Aim of the task: From the first record below to the last, retype each one exactly.

Data for analysis:
==================================================
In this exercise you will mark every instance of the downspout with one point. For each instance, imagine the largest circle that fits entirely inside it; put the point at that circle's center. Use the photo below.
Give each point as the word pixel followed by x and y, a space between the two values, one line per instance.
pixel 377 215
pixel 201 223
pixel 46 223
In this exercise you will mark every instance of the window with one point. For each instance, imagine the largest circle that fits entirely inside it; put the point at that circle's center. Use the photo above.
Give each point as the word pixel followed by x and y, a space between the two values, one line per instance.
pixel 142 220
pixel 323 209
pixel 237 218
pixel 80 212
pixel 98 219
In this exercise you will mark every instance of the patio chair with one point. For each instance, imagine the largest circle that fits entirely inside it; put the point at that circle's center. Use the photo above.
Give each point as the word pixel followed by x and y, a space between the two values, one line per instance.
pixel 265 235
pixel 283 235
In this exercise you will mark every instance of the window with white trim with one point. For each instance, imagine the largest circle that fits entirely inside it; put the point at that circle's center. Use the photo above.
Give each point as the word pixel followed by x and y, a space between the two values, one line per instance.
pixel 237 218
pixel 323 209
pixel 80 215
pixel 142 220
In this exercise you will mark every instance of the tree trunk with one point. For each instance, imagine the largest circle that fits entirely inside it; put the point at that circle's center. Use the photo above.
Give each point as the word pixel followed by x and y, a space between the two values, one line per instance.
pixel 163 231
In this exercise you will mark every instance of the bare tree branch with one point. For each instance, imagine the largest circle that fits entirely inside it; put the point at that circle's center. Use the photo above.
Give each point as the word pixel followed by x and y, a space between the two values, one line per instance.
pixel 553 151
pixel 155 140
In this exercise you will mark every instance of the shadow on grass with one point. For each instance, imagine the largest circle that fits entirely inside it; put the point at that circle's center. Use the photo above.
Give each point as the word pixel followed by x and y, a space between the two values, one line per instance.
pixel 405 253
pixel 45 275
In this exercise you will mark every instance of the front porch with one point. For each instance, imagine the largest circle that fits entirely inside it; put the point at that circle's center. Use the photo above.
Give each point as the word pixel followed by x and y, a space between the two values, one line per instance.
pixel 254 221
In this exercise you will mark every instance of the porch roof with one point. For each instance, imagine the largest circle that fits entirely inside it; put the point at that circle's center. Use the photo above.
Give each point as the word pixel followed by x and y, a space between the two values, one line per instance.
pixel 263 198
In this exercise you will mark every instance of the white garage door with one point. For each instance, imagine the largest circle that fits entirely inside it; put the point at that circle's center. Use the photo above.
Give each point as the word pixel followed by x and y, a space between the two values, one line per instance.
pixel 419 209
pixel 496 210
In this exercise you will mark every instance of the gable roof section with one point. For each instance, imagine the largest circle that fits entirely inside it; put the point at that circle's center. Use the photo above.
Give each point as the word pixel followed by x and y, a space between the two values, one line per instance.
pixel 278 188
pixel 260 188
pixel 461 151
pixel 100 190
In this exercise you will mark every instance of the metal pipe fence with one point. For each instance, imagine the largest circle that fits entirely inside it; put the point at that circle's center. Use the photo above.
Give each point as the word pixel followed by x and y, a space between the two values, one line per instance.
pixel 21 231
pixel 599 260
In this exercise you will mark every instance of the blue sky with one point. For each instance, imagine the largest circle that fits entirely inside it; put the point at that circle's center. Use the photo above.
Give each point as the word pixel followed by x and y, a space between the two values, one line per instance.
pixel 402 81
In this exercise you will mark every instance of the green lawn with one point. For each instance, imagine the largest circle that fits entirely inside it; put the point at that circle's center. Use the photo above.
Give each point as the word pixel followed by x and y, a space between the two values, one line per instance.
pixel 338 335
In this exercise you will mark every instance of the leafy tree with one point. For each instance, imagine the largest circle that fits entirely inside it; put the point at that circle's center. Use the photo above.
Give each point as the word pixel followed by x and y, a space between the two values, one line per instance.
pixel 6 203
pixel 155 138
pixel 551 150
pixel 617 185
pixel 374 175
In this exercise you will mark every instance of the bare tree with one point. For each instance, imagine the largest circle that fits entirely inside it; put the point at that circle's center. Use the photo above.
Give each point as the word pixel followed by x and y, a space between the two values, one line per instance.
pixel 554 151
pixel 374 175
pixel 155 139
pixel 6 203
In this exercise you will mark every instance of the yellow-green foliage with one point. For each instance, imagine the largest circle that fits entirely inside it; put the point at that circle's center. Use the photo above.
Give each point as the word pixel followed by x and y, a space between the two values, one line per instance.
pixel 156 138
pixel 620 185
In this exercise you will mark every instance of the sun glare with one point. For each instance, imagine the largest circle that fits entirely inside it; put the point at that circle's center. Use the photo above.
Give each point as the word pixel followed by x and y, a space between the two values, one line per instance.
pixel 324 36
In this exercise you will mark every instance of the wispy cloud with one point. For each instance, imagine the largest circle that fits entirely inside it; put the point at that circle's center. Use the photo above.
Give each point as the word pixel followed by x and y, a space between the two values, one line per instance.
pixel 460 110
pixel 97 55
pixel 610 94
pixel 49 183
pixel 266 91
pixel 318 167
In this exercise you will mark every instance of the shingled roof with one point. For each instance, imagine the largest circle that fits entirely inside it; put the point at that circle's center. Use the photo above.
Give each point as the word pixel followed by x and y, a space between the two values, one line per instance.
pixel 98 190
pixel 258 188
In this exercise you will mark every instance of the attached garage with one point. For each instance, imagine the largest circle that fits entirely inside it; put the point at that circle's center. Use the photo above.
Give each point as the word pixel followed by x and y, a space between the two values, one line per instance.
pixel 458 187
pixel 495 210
==================================================
Answer for the task:
In this exercise you will mark every instance of the downspout with one point. For each instance, imagine the largest circle that fits entirely inside it; put the point at that circle's center. Use the photo below.
Give each point as the word pixel followed by x and y, a space between the two values, one line per instance.
pixel 377 215
pixel 201 223
pixel 46 223
In this exercise you will mark every instance of the window with one point. For each instance, imagine the largest circle that fits entirely inside it; put the point at that circle's center. Use the photo above.
Give each point as the word pixel followed by x and y, a space between the two values, one line per instance.
pixel 142 220
pixel 323 209
pixel 237 218
pixel 80 212
pixel 98 219
In this exercise you will mark every instance of the patio chair with one point. For each instance, imagine the largest circle that fits entirely inside it; put the point at that circle's center. Use the photo above.
Give each point as the word pixel followed by x and y, a space between the two values, one line per instance.
pixel 265 235
pixel 283 235
In this exercise you will mark every instance of the window with white trim with one point. For each instance, imagine the largest circle that fits entirely inside it; put the point at that circle's center. Use the photo above.
Give each point as the word pixel followed by x and y, a space between the two values, one line per instance.
pixel 237 218
pixel 323 209
pixel 80 215
pixel 142 220
In this exercise you will mark every instance of the tree trunk with one point. For each instance, imagine the largest circle that fits entirely inside it; put the point at that circle's center. Use the photo above.
Give each point as the word pixel followed by x and y, a space between the two values, one line per instance.
pixel 163 231
In this exercise you will mark every instance of the bare tree branch with one point. For each instance, imagine the largest circle that fits entirely inside it; put the point at that circle's center. Use the photo above.
Give each point as the word pixel followed by x and y, a space between the two values, one line per instance.
pixel 553 151
pixel 155 140
In this exercise you will mark every instance of the shadow on grass with one point. For each instance, imagine the largest circle that fits entirely inside it; put the point at that circle's center. Use the photo above.
Give each point as the word pixel followed by x and y, a space between the two values, one line per instance.
pixel 405 253
pixel 45 275
In this exercise you will mark every instance of the front porch with one point. For each instance, imagine the largest circle that fits entirely inside it; put the point at that circle's center. Use the photo above.
Give each point as the word pixel followed by x and y, a space between the two values, one line per instance.
pixel 254 221
In this exercise you will mark every instance of the porch roof with one point. For each instance, imagine the largest circle that fits entirely inside it; put the point at that circle's center. Use the photo above.
Give each point as the word pixel followed by x and y, a space between the two values, one line per instance.
pixel 263 198
In this exercise you will mark every instance of the white garage door with one point. For each instance, imagine the largest circle that fits entirely inside it; put the point at that circle's center. Use the photo above.
Give each point as the word pixel followed by x and y, a space between the two values, one line per instance.
pixel 419 209
pixel 496 210
In this exercise you will mark every instance of the gable roof section with one point. For each instance, imagine the largest circle that fits entirely inside it; put the point at that circle's center. Use the photo above.
Give each point as the word pixel followed by x and y, a space between the two values, one line per instance.
pixel 278 188
pixel 260 188
pixel 461 151
pixel 100 190
In this exercise you will mark every instance of the metal pipe fence with one point. For each instance, imagine the largest circle that fits entirely inside it; put the point at that circle's center. Use the photo above.
Give each point as the word pixel followed by x and y, a space between the two values, one line per instance.
pixel 21 231
pixel 599 260
In this exercise you will mark every instance of the blue sky with one point. For each instance, imagine the largest circle that fits entirely inside it; put the point at that circle's center. Use the photo above.
Give each point as the word pixel followed by x and y, a space between the two values, one line per instance.
pixel 402 81
In this exercise you will mark every instance of the green lawn with one point. For each instance, imagine the largest circle that fits entirely inside it; put the point at that circle's center. Use the photo above.
Give each point as the word pixel followed by x and y, a space between the two values, one line per instance.
pixel 338 335
In this exercise you will mark every instance of the leafy tree with one point. For each instance, imagine the largest circle that fits entirely inside it; put the point at that circle's center. Use the photo above.
Give each point as the word pixel followed by x and y, a space between the two values, one line per instance.
pixel 6 203
pixel 155 138
pixel 551 150
pixel 617 185
pixel 374 175
In this exercise you will mark every instance of the bare tree with one point. For each instance, imagine the largest circle that fits entirely inside it; put the point at that circle's center. Use the photo above.
Give each point as the word pixel followed by x and y, a space between the two values, one line per instance.
pixel 554 151
pixel 374 175
pixel 155 139
pixel 6 203
In this exercise you will mark every instance of the yellow-green foliage with one point. For each instance, imagine the largest circle that fits entirely inside it; put the point at that circle's center. Use the photo above.
Give each point as the word pixel followed by x and y, a space between the two values, one line per instance.
pixel 156 138
pixel 620 185
In this exercise you will mark every instance of the sun glare with one point. For each instance, imagine the largest circle that fits entirely inside it; put the point at that circle's center. Use the photo above.
Give each point as the word pixel followed by x and y, a space between the two values, one line per instance.
pixel 324 36
In this exercise you will mark every instance of the wispy cloud with one point. For each instance, imagine the largest circle that fits entirely inside it; put the point at that circle's center. Use the photo above.
Give each point as the word pixel followed by x and y, a space between the two values, one line per instance.
pixel 460 110
pixel 97 55
pixel 610 94
pixel 49 183
pixel 266 91
pixel 318 167
In this exercise you will mark every instance of the shingled roof with one point. For each instance, imagine the largest circle that fits entirely inside it; put the point at that circle's center. Use the photo above.
Give each point as the word pixel followed by x and y, a space between the two values, one line per instance.
pixel 98 190
pixel 258 188
In this exercise you will mark every instance of the attached garage with one point. For each instance, imagine the largest circle that fits entirely inside it; put the point at that circle's center. Use the photo above.
Give each point as the word pixel followed by x and y, a space between the two values, one line per instance.
pixel 458 187
pixel 495 210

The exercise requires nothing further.